## TASK STATEMENT
Starting at the row line that contains "task: segment the black microphone" and stopping after the line that contains "M236 214L234 213L230", rewrite those lines with every "instance" changed to "occurrence" and nothing else altered. Leave the pictures out of your answer.
** start EXTRACTED RECORDS **
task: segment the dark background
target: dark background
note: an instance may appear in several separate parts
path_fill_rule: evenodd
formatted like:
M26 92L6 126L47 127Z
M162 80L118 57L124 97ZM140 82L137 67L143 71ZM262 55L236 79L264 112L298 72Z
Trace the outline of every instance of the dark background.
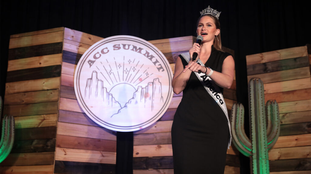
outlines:
M195 36L199 12L209 5L221 11L222 45L235 52L238 100L246 107L245 56L311 43L307 2L1 0L0 94L3 99L11 35L64 27L104 38L125 35L149 41ZM241 173L249 172L248 159L241 159Z

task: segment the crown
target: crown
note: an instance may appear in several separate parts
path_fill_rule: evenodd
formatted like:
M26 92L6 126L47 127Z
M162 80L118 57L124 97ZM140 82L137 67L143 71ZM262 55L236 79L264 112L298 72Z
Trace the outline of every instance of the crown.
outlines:
M201 16L205 14L211 15L216 17L216 18L217 18L217 20L218 20L218 18L219 17L220 13L221 12L221 11L220 12L217 11L216 10L213 9L208 6L208 7L202 10L200 13L201 14Z

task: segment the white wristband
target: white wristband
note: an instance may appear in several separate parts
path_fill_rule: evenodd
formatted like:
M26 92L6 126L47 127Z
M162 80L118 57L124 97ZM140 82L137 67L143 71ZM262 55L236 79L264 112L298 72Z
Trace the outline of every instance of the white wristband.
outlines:
M212 69L210 67L208 67L208 68L210 68L210 69L211 70L211 72L210 72L210 73L208 74L207 75L207 76L208 77L210 77L212 75L212 74L213 74L213 73L214 72L214 70Z

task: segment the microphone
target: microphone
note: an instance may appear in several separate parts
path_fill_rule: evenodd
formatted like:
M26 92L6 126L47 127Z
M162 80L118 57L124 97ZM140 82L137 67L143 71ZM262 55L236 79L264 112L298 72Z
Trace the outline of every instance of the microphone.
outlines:
M203 40L203 37L201 35L198 36L197 37L197 41L196 43L199 44L199 45L201 45L201 42L202 42L202 40ZM192 54L192 61L194 61L197 57L197 53L196 52L193 53Z

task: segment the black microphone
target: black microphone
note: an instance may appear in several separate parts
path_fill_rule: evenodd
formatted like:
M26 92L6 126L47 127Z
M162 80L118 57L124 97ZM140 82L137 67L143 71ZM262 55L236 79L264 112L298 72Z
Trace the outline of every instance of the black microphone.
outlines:
M196 43L199 44L199 45L201 45L201 42L202 42L202 41L203 40L203 37L201 35L198 36L197 37L197 41L196 42ZM197 57L197 53L196 52L193 53L192 54L192 61L195 60Z

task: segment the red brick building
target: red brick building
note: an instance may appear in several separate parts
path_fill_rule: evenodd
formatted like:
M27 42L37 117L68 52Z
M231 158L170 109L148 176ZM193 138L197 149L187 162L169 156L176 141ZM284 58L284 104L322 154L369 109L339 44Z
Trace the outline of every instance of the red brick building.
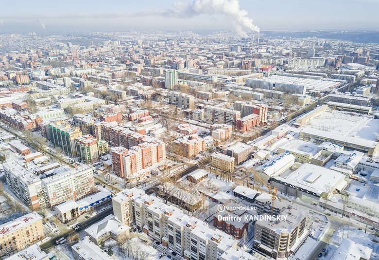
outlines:
M117 122L121 123L122 116L120 113L114 113L113 114L102 114L100 117L101 122Z
M236 214L234 213L230 213L227 212L226 214L223 215L223 217L225 217L223 218L223 220L226 220L227 219L227 218L226 217L228 215L230 215L230 216L231 217L236 217L238 215L239 216L242 218L242 220L241 222L232 220L219 220L217 218L218 216L213 216L213 226L217 227L218 229L224 231L228 235L232 236L234 239L241 239L242 237L243 232L245 230L246 230L247 235L248 229L249 228L248 222L244 222L243 221L243 215L245 212L246 211L242 213L241 215Z

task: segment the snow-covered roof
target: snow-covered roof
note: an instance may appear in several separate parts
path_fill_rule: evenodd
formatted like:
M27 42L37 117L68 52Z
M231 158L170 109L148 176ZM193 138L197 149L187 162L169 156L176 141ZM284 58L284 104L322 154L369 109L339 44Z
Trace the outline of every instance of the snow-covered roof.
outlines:
M276 177L276 179L280 179L286 183L293 181L296 186L300 184L307 189L316 191L321 194L327 191L327 190L330 189L331 191L335 189L344 181L345 178L345 174L335 170L310 164L304 164L285 179L280 177Z
M114 259L87 237L71 247L83 260L110 260Z
M27 214L18 219L0 225L0 234L4 236L42 220L42 217L36 213Z
M269 176L275 175L277 172L281 172L286 166L292 166L295 162L295 157L286 151L275 156L264 165L259 166L257 170L264 172Z
M372 249L347 239L344 239L331 259L333 260L369 260Z
M188 174L187 176L192 176L195 180L198 180L200 178L207 175L208 172L203 169L198 169Z
M86 228L85 231L91 237L97 238L109 232L118 235L129 228L129 226L121 223L119 219L111 214Z
M47 254L34 244L27 248L17 252L7 258L8 260L46 260L49 259Z
M253 199L257 194L259 194L259 192L255 190L241 185L236 187L233 192L251 199Z
M303 132L307 134L312 134L318 136L322 136L323 139L327 139L333 141L342 142L355 145L359 147L363 146L369 148L375 148L378 145L378 142L371 141L359 137L355 137L353 136L345 136L340 134L335 134L334 133L314 129L310 128L304 128L300 132Z

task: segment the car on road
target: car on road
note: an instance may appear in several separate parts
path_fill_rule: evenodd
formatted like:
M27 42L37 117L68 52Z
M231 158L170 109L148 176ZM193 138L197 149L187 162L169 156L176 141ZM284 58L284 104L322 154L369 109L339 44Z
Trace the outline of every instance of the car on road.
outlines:
M61 238L55 240L55 243L56 243L56 244L62 244L64 243L65 241L65 238Z

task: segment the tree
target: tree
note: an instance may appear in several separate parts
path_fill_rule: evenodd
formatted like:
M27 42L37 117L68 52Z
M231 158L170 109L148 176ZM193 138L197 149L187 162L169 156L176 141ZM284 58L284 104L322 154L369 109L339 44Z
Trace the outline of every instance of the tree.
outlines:
M111 257L113 255L113 250L112 250L112 247L111 247L110 246L108 247L108 252L107 253L110 257Z
M65 156L63 154L63 149L58 146L55 148L55 151L56 152L55 156L59 160L59 163L62 164L62 159Z
M346 210L346 207L347 207L347 205L349 204L350 199L349 196L347 196L345 194L340 194L340 196L342 200L342 217L343 218Z
M365 216L365 223L366 227L364 228L364 233L367 230L367 225L371 218L375 215L375 213L378 211L378 209L374 205L371 205L369 207L364 207L362 209L362 212L364 213Z

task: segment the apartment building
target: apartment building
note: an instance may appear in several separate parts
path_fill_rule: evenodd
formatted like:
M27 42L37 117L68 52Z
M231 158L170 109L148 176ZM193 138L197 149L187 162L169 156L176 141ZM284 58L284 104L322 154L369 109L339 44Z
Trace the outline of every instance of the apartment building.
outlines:
M122 163L122 156L129 152L128 149L122 146L112 147L110 149L112 155L112 168L115 174L124 178L124 167Z
M228 156L234 157L234 163L239 165L250 159L254 152L252 146L239 142L234 145L224 149L223 153Z
M251 98L254 100L261 100L263 99L263 93L248 90L235 90L233 91L233 94L235 96Z
M210 228L207 223L143 190L126 189L117 193L114 202L116 200L121 202L113 204L116 217L118 214L121 218L129 215L131 223L187 260L216 260L229 248L237 248L237 241L232 236Z
M194 100L193 95L180 92L172 91L169 94L169 103L183 109L193 109Z
M83 134L79 128L73 128L68 123L55 121L48 126L50 130L51 141L56 147L62 148L63 152L76 157L77 156L75 139Z
M124 176L131 181L138 179L138 171L165 160L166 145L163 142L146 142L134 146L122 155Z
M262 104L253 104L243 101L236 101L233 104L234 110L240 111L242 118L252 114L259 115L258 124L267 122L268 106Z
M98 141L90 134L75 138L75 143L80 161L87 165L99 162L99 157L109 150L108 143L102 140Z
M173 141L174 152L181 156L191 158L206 149L205 140L197 134L178 138Z
M289 205L282 213L285 221L258 221L255 223L253 246L274 259L293 255L308 238L307 218L309 210Z
M222 171L231 172L234 169L234 157L215 152L212 154L212 166Z
M83 135L94 135L93 125L95 124L95 120L93 117L82 114L76 114L72 115L72 119L74 126L79 128Z
M27 214L0 225L0 256L30 246L45 236L42 218Z
M45 206L42 180L16 162L2 165L9 189L33 210Z
M215 124L210 126L210 134L213 139L225 141L232 136L233 127L225 124Z
M42 179L42 190L51 210L66 201L77 201L93 193L95 183L92 168L82 165L72 169L61 167L51 170L57 174Z
M166 70L164 71L165 86L168 90L173 90L178 84L178 71Z
M129 114L128 115L128 120L129 121L137 120L138 119L142 116L146 116L149 115L148 110L140 110L138 111L130 111Z
M204 120L207 124L226 124L232 126L236 118L241 116L240 111L214 106L204 107Z
M363 107L368 106L370 102L368 97L341 94L329 94L328 96L328 101Z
** end EXTRACTED RECORDS **
## OUTPUT OF THE TASK
task: segment the black microphone
target: black microphone
note: an occurrence may appear in several separate parts
path_fill_rule: evenodd
formatted like:
M26 92L6 126L47 127Z
M162 80L118 57L124 97ZM140 82L137 67L143 71ZM262 55L236 79L264 112L298 72Z
Trace the outline of every occurrence of the black microphone.
outlines:
M196 43L199 44L199 45L201 45L201 42L202 42L202 41L203 40L203 37L201 35L198 36L197 37L197 41L196 42ZM197 57L197 53L196 52L193 53L192 54L192 61L195 60Z

task: segment the red brick building
target: red brick building
note: an occurrence may appear in several separate parts
path_fill_rule: evenodd
formatted like:
M27 42L37 117L68 52Z
M231 158L170 109L148 176ZM193 138L197 149L187 162L169 156L176 141ZM284 58L284 104L322 154L369 109L339 44Z
Trace the outline of every occurrence of the red brick building.
outlines:
M117 122L121 123L122 116L120 113L114 113L113 114L102 114L100 117L101 122Z
M236 214L234 213L230 213L227 212L226 214L223 215L223 217L225 217L223 218L223 220L226 220L227 219L227 218L226 217L228 215L230 215L230 216L231 217L236 217L238 215L239 216L242 218L242 220L241 222L232 220L219 220L217 218L218 216L213 216L213 226L217 227L218 229L224 231L228 235L232 236L234 239L241 239L242 237L243 232L245 230L246 230L247 235L248 229L249 228L248 222L244 222L243 221L243 215L245 212L246 211L242 213L241 215Z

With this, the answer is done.